* _Passage provided_:

● ● ● ● ● ● ●

But according to research from property data firm, Cotality. the investment might be worthwhile. Totality, head of research and at Nick Goodall noted that homes sold through agents tend to achieve higher success rates and sell faster. Over the past decade, about 76% of agent listed homes were sold compared to just 65.1% of private sales.
In 2023, the gap persisted with agent listed sales reaching 65% and private listings just 52.8%. Private sales have accounted for a small share of the market ranging from 3.1% in 2021 to a high of 8% in 2016. Last year that figure was 7.6%. Goodall said agents have
often have buyer networks and know how to target potential purchases more effectively.
They also typically close deals faster. At the market's 2021 peak, the median time on market for agent sales was 24 days versus 40 days for private ones. Last year was an exception with agent sales taking a median of 75 days, which is slightly longer than the private sales at 71 days. Properties sold through
agents also tend to command higher prices, though this may partly reflect the fact that higher value homes are more often sold through agents. In 2023, the median sale price for agent listed homes was $740,000 compared to $662,500 for private sales. Still Goodall said that the data doesn't definitively prove whether agents deliver enough added value to justify their fees.

● ● ● ● ● ● ●

Data records:

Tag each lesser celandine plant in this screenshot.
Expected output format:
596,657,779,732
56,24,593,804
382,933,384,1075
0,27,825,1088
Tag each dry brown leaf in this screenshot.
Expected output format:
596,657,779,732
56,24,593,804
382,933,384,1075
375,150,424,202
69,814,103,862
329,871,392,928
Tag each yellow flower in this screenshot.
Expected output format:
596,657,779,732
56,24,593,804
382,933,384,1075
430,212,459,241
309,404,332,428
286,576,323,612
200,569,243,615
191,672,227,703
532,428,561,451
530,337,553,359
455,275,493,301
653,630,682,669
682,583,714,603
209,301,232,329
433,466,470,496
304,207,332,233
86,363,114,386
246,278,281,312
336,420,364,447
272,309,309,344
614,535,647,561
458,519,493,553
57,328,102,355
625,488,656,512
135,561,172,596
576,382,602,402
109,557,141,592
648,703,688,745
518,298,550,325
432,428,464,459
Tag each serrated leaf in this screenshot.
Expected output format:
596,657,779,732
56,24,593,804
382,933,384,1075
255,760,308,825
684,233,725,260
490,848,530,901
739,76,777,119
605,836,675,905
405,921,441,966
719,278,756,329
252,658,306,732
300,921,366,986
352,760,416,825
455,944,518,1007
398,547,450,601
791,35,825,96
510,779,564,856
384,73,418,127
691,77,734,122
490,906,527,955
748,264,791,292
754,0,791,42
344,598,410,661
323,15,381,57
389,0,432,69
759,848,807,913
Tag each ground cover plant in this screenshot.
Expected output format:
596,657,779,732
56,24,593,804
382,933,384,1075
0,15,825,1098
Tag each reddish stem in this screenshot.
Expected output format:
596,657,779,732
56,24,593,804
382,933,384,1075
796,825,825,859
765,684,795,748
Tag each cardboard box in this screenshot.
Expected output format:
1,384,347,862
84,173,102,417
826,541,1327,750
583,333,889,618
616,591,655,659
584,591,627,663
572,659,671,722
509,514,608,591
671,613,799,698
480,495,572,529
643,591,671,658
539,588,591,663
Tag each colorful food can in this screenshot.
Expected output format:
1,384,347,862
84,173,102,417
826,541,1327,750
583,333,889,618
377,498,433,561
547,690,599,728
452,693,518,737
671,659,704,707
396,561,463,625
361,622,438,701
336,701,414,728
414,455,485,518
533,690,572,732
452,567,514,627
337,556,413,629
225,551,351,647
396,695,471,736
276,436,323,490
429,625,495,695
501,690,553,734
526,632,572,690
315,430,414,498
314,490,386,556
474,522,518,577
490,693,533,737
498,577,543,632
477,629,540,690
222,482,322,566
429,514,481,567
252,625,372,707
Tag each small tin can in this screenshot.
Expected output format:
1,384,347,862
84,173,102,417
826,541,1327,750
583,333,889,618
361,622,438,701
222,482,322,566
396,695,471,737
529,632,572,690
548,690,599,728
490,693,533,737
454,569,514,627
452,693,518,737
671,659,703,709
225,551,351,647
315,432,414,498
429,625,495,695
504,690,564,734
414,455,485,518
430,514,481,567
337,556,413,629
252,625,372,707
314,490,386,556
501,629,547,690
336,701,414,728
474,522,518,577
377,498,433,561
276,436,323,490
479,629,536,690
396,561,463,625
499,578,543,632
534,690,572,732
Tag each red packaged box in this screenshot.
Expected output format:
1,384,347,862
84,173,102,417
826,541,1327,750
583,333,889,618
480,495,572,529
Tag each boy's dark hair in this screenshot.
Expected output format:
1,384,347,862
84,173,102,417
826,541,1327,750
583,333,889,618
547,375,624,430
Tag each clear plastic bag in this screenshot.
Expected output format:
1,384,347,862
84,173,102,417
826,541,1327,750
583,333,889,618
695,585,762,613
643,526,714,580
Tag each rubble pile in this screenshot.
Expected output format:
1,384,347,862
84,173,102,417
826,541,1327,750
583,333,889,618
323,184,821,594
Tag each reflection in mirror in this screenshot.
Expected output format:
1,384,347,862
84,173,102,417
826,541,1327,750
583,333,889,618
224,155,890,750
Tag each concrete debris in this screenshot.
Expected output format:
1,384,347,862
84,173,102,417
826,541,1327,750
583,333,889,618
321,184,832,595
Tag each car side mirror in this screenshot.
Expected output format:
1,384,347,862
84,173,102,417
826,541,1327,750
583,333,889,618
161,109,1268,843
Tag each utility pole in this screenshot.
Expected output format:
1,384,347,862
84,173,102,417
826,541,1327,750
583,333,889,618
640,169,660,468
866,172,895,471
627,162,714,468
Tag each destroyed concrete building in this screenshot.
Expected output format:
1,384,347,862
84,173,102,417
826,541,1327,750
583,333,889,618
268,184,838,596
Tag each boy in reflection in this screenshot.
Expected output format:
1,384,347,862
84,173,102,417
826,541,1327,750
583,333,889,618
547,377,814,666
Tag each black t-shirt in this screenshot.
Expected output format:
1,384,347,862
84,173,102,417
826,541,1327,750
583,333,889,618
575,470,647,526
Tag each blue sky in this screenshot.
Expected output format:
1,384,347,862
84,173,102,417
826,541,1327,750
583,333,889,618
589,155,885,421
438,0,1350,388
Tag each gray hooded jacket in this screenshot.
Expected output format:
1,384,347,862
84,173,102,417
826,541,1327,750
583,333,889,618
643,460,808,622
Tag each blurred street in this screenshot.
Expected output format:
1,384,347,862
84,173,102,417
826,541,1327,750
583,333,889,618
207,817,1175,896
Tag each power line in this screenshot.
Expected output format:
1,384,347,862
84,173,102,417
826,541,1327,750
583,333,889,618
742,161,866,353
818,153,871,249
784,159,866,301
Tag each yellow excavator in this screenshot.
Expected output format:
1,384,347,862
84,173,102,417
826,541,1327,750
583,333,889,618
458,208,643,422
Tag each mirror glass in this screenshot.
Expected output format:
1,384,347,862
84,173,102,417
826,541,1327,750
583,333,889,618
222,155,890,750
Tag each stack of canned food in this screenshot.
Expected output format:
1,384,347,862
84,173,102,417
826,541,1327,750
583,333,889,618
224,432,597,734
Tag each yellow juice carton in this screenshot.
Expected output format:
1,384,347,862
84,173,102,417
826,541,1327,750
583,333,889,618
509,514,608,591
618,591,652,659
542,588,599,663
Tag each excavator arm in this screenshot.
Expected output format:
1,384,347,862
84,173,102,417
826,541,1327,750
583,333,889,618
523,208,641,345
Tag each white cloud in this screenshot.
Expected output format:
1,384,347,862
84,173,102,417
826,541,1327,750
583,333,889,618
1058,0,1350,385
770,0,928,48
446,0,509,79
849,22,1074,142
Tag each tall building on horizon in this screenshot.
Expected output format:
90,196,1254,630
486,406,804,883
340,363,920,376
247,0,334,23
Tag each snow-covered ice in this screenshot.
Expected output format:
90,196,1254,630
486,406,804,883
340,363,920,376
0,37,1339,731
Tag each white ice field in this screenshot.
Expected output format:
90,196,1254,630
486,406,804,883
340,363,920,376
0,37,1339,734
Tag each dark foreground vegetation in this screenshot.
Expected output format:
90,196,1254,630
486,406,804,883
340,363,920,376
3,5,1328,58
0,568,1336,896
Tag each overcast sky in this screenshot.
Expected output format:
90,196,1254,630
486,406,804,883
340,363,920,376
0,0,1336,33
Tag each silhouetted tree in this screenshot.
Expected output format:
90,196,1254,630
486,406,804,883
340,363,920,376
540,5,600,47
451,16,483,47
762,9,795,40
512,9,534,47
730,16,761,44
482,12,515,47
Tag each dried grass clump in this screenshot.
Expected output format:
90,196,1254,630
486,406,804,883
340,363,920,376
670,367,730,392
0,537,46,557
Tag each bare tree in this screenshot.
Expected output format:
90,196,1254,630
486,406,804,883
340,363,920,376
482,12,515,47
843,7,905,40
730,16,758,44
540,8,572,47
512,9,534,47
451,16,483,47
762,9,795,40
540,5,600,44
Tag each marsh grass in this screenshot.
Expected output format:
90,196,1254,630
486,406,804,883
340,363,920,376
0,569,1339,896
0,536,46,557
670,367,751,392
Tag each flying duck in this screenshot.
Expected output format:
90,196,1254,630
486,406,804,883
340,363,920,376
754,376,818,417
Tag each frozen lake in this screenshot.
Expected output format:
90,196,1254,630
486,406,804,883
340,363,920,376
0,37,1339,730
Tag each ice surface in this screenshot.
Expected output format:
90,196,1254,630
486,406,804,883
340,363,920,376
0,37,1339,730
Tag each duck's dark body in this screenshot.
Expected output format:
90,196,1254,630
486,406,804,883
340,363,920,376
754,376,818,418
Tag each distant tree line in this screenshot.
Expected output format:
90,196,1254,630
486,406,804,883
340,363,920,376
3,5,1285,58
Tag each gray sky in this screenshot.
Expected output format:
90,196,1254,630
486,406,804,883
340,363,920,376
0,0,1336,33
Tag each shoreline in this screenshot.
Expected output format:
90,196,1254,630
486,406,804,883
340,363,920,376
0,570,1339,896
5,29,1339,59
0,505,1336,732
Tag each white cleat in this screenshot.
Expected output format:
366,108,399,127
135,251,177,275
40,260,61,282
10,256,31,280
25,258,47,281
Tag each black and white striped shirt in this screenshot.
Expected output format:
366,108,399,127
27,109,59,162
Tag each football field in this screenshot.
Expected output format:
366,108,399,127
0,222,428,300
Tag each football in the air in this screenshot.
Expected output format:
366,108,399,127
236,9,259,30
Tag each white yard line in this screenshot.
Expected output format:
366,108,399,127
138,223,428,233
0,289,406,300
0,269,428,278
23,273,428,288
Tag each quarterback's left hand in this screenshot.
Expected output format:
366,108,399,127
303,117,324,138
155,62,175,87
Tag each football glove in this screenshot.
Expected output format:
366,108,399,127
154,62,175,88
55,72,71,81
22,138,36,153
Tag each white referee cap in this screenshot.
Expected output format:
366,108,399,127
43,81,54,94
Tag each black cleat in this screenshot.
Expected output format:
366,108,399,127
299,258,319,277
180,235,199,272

● ● ● ● ● ● ●

Return the passage on agent and private home sales, word for word, from "They also typically" down to "justify their fees.". The data has no role here.

They also typically close deals faster. At the market's 2021 peak, the median time on market for agent sales was 24 days versus 40 days for private ones. Last year was an exception with agent sales taking a median of 75 days, which is slightly longer than the private sales at 71 days. Properties sold through
agents also tend to command higher prices, though this may partly reflect the fact that higher value homes are more often sold through agents. In 2023, the median sale price for agent listed homes was $740,000 compared to $662,500 for private sales. Still Goodall said that the data doesn't definitively prove whether agents deliver enough added value to justify their fees.